* _Exercise brief_: The material below contains a line with "negative clicks: (148, 106) (144, 106)" and a line with "111L341 125L354 124L359". Copy exactly those two lines and all lines between them.

- Opening Delimiter -

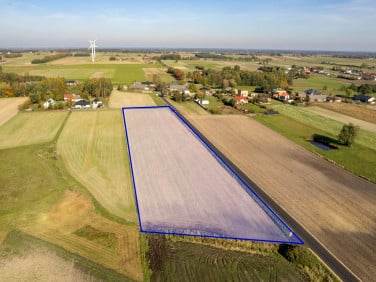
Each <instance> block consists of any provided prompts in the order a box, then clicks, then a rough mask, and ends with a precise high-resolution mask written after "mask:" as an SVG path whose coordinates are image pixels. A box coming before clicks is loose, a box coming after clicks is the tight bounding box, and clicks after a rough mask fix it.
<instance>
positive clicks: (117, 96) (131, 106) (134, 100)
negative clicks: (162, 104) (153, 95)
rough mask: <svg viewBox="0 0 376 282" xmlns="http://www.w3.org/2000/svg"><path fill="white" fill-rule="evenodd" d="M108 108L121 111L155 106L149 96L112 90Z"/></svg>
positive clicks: (132, 92)
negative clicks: (148, 106) (144, 106)
mask: <svg viewBox="0 0 376 282" xmlns="http://www.w3.org/2000/svg"><path fill="white" fill-rule="evenodd" d="M153 95H154V94H153ZM108 106H109V107H110V108H112V109H121V108H122V107H135V106H155V102H154V100H153V99H152V98H151V97H150V95H149V94H143V93H134V92H122V91H118V90H116V89H114V90H113V91H112V93H111V96H110V100H109V103H108Z"/></svg>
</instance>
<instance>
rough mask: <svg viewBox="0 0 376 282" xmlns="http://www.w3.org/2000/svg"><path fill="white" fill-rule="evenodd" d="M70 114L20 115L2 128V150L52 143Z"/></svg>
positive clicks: (10, 121)
mask: <svg viewBox="0 0 376 282" xmlns="http://www.w3.org/2000/svg"><path fill="white" fill-rule="evenodd" d="M67 115H68V112H66V111H61V112H30V113H19V114H18V115H16V116H15V117H13V118H12V119H11V120H9V122H7V123H6V124H3V125H2V126H1V127H0V149H4V148H12V147H17V146H26V145H31V144H38V143H44V142H50V141H52V140H53V139H54V137H55V136H56V134H57V132H58V131H59V129H60V127H61V126H62V125H63V123H64V121H65V118H66V117H67Z"/></svg>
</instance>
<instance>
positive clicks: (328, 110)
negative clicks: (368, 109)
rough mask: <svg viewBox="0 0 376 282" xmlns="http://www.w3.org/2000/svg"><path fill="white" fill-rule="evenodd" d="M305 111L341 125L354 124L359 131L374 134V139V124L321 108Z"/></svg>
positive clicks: (374, 125)
mask: <svg viewBox="0 0 376 282" xmlns="http://www.w3.org/2000/svg"><path fill="white" fill-rule="evenodd" d="M306 111H307V112H310V113H313V114H316V115H319V116H322V117H326V118H328V119H332V120H336V121H339V122H341V123H343V124H348V123H352V124H355V125H357V126H359V127H360V129H363V130H365V131H369V132H372V133H375V138H376V123H371V122H367V121H363V120H360V119H357V118H353V117H351V116H348V115H344V114H340V113H336V112H333V111H331V110H327V109H324V108H321V107H315V106H313V107H307V108H306ZM375 116H376V113H375ZM375 145H376V144H375ZM375 148H376V147H375Z"/></svg>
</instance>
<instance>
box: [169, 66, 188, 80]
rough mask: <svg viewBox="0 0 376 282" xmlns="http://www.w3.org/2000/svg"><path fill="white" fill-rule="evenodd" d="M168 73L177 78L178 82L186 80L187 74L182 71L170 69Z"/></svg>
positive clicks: (176, 68)
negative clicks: (179, 81) (185, 75)
mask: <svg viewBox="0 0 376 282" xmlns="http://www.w3.org/2000/svg"><path fill="white" fill-rule="evenodd" d="M167 72H168V73H170V74H172V76H173V77H175V78H176V79H177V80H184V77H185V73H184V72H183V71H182V70H181V69H177V68H173V67H169V68H168V69H167Z"/></svg>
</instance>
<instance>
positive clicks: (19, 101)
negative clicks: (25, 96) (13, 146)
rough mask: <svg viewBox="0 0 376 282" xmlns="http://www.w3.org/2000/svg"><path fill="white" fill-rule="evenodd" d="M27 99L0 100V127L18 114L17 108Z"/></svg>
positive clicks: (26, 99) (4, 99) (16, 98)
mask: <svg viewBox="0 0 376 282" xmlns="http://www.w3.org/2000/svg"><path fill="white" fill-rule="evenodd" d="M27 99H28V98H27V97H17V98H1V99H0V109H1V110H0V126H1V125H2V124H4V123H6V122H7V121H8V120H10V119H11V118H12V117H14V116H15V115H16V114H17V113H18V106H19V105H21V104H22V103H23V102H25V101H26V100H27Z"/></svg>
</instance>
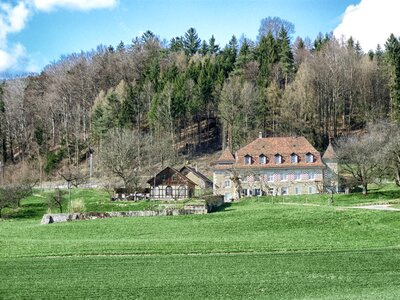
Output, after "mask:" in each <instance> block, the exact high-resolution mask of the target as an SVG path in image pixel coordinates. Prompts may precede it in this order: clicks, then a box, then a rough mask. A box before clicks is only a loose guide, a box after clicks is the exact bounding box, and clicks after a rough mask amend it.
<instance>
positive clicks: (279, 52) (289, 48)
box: [278, 27, 294, 87]
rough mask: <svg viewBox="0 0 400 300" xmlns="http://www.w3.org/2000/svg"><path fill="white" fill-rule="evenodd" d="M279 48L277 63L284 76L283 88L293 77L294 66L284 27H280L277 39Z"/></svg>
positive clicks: (292, 54) (286, 34)
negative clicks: (278, 65)
mask: <svg viewBox="0 0 400 300" xmlns="http://www.w3.org/2000/svg"><path fill="white" fill-rule="evenodd" d="M278 48H279V62H280V67H281V69H282V73H283V76H284V84H285V87H286V86H287V84H288V80H289V79H290V77H291V76H292V75H293V72H294V64H293V53H292V50H291V48H290V39H289V36H288V35H287V32H286V30H285V28H284V27H282V29H281V32H280V33H279V38H278Z"/></svg>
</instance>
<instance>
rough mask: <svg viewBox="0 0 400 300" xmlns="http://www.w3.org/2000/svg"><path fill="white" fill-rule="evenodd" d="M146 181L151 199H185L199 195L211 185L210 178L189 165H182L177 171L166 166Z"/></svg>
mask: <svg viewBox="0 0 400 300" xmlns="http://www.w3.org/2000/svg"><path fill="white" fill-rule="evenodd" d="M147 183H148V184H149V185H150V198H151V199H171V200H172V199H186V198H191V197H193V196H199V195H201V194H203V193H204V192H205V191H206V190H207V189H212V187H213V183H212V181H211V180H210V179H208V178H207V177H206V176H205V175H203V174H202V173H200V172H199V171H198V170H197V168H193V167H190V166H184V167H182V168H181V169H180V170H179V171H178V170H176V169H174V168H171V167H167V168H165V169H164V170H162V171H161V172H159V173H158V174H157V175H155V176H154V177H153V178H151V179H149V180H148V181H147Z"/></svg>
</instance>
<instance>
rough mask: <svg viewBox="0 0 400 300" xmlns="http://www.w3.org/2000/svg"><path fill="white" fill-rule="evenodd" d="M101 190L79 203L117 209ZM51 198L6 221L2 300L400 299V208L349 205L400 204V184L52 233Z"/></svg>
mask: <svg viewBox="0 0 400 300" xmlns="http://www.w3.org/2000/svg"><path fill="white" fill-rule="evenodd" d="M99 193H100V192H99V191H87V190H86V191H85V190H74V191H73V197H74V198H79V197H81V198H82V199H84V200H85V203H86V208H88V207H92V208H93V209H99V210H101V209H102V208H101V207H103V208H104V209H110V208H111V209H114V208H115V207H113V205H114V203H109V202H104V203H103V202H102V201H103V200H101V199H100V196H99ZM100 194H101V193H100ZM90 195H91V196H90ZM103 196H106V195H103ZM44 198H45V197H44V196H43V194H42V193H37V194H36V195H34V196H31V197H29V198H28V199H26V200H24V201H23V206H22V208H21V209H20V210H18V211H15V212H11V211H10V212H8V218H7V219H5V220H3V221H0V282H1V284H0V298H1V299H37V298H57V299H59V298H64V299H65V298H70V299H77V298H78V299H79V298H84V299H99V298H100V299H110V298H122V299H124V298H134V299H172V298H174V299H188V298H192V299H206V298H207V299H377V298H381V299H398V298H399V297H400V285H399V284H398V283H399V282H400V212H396V211H372V210H362V209H354V208H349V206H354V205H360V204H362V203H368V204H370V203H394V206H397V205H398V203H400V200H399V199H400V191H399V190H398V189H395V188H393V187H390V188H386V189H379V190H372V192H371V194H370V195H369V196H367V197H364V196H362V195H359V194H355V195H335V196H334V204H333V205H327V203H328V202H327V201H328V196H326V195H312V196H300V197H284V198H279V197H277V198H275V199H274V201H273V202H272V200H271V198H270V197H268V198H246V199H243V200H242V201H240V202H237V203H232V204H231V205H226V206H225V207H223V208H222V209H220V210H219V211H218V212H215V213H211V214H208V215H186V216H169V217H148V218H114V219H96V220H90V221H89V220H88V221H76V222H66V223H57V224H50V225H40V217H41V214H42V213H44V212H45V211H46V210H47V208H46V207H45V205H44V202H43V201H44V200H43V199H44ZM105 198H107V197H105ZM104 201H106V200H104ZM102 203H103V204H102ZM396 203H397V204H396ZM122 204H123V203H122ZM299 204H306V205H299ZM91 205H92V206H91ZM103 205H104V206H103ZM107 205H110V206H107ZM127 205H128V207H129V209H145V206H146V205H153V204H151V203H150V204H149V203H147V204H143V203H130V204H127ZM317 205H318V206H317ZM117 207H118V206H117ZM115 210H117V208H115Z"/></svg>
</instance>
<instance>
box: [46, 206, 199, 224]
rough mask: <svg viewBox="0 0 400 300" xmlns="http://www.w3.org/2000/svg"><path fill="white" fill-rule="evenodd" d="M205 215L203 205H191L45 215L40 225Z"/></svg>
mask: <svg viewBox="0 0 400 300" xmlns="http://www.w3.org/2000/svg"><path fill="white" fill-rule="evenodd" d="M202 214H207V208H206V206H205V205H191V206H188V207H184V208H182V209H163V210H145V211H121V212H104V213H99V212H88V213H64V214H45V215H44V216H43V218H42V221H41V224H51V223H59V222H67V221H75V220H94V219H103V218H117V217H155V216H178V215H202Z"/></svg>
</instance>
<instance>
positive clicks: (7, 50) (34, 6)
mask: <svg viewBox="0 0 400 300" xmlns="http://www.w3.org/2000/svg"><path fill="white" fill-rule="evenodd" d="M0 1H1V0H0ZM117 1H118V0H17V1H14V2H12V1H11V2H9V3H4V2H0V72H5V71H8V70H17V71H28V72H29V71H38V68H37V66H36V64H35V62H34V61H33V60H32V57H31V56H30V55H29V54H27V53H26V51H25V49H24V47H23V46H22V45H21V44H14V45H8V42H7V37H8V35H9V34H12V33H17V32H20V31H21V30H23V29H24V28H25V26H26V23H27V21H28V19H29V17H30V16H31V15H33V14H34V13H37V12H40V11H51V10H52V9H55V8H68V9H75V10H91V9H98V8H109V7H113V6H115V5H116V4H117ZM12 3H14V4H12Z"/></svg>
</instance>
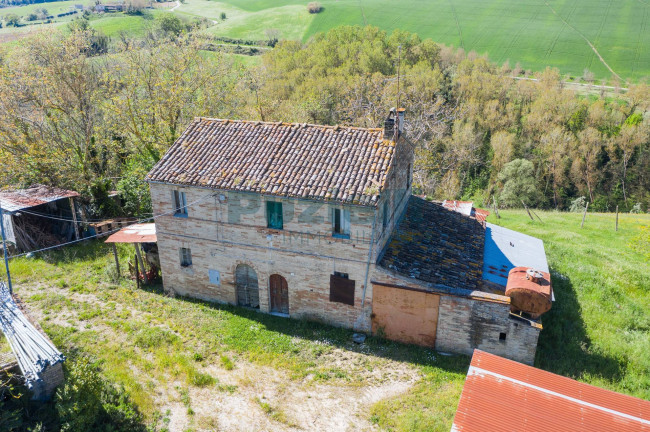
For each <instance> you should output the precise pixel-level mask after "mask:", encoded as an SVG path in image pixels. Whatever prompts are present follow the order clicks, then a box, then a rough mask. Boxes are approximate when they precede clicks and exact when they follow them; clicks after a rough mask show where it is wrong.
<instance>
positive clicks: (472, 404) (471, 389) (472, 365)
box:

- Closing Delimiter -

* _Output for this exercise_:
negative clicks: (148, 106) (144, 106)
mask: <svg viewBox="0 0 376 282" xmlns="http://www.w3.org/2000/svg"><path fill="white" fill-rule="evenodd" d="M153 95H154V94H153ZM108 106H109V107H110V108H112V109H121V108H122V107H135V106H155V102H154V100H153V99H152V98H151V97H150V95H149V94H143V93H134V92H122V91H118V90H116V89H114V90H113V91H112V93H111V96H110V100H109V103H108Z"/></svg>
</instance>
<instance>
rough mask: <svg viewBox="0 0 376 282" xmlns="http://www.w3.org/2000/svg"><path fill="white" fill-rule="evenodd" d="M70 114L20 115L2 128V150L52 143Z"/></svg>
positive clicks: (10, 121)
mask: <svg viewBox="0 0 376 282" xmlns="http://www.w3.org/2000/svg"><path fill="white" fill-rule="evenodd" d="M67 115H68V112H66V111H61V112H30V113H19V114H18V115H16V116H15V117H13V118H12V119H11V120H9V122H7V123H6V124H3V125H2V126H1V127H0V149H4V148H12V147H17V146H26V145H31V144H38V143H44V142H50V141H52V140H53V139H54V137H55V136H56V134H57V132H58V131H59V129H60V127H61V126H62V125H63V123H64V121H65V118H66V117H67Z"/></svg>
</instance>
<instance>
positive clicks: (328, 110)
negative clicks: (368, 109)
rough mask: <svg viewBox="0 0 376 282" xmlns="http://www.w3.org/2000/svg"><path fill="white" fill-rule="evenodd" d="M305 111L341 125L354 124L359 131L374 134V139V124L321 108Z"/></svg>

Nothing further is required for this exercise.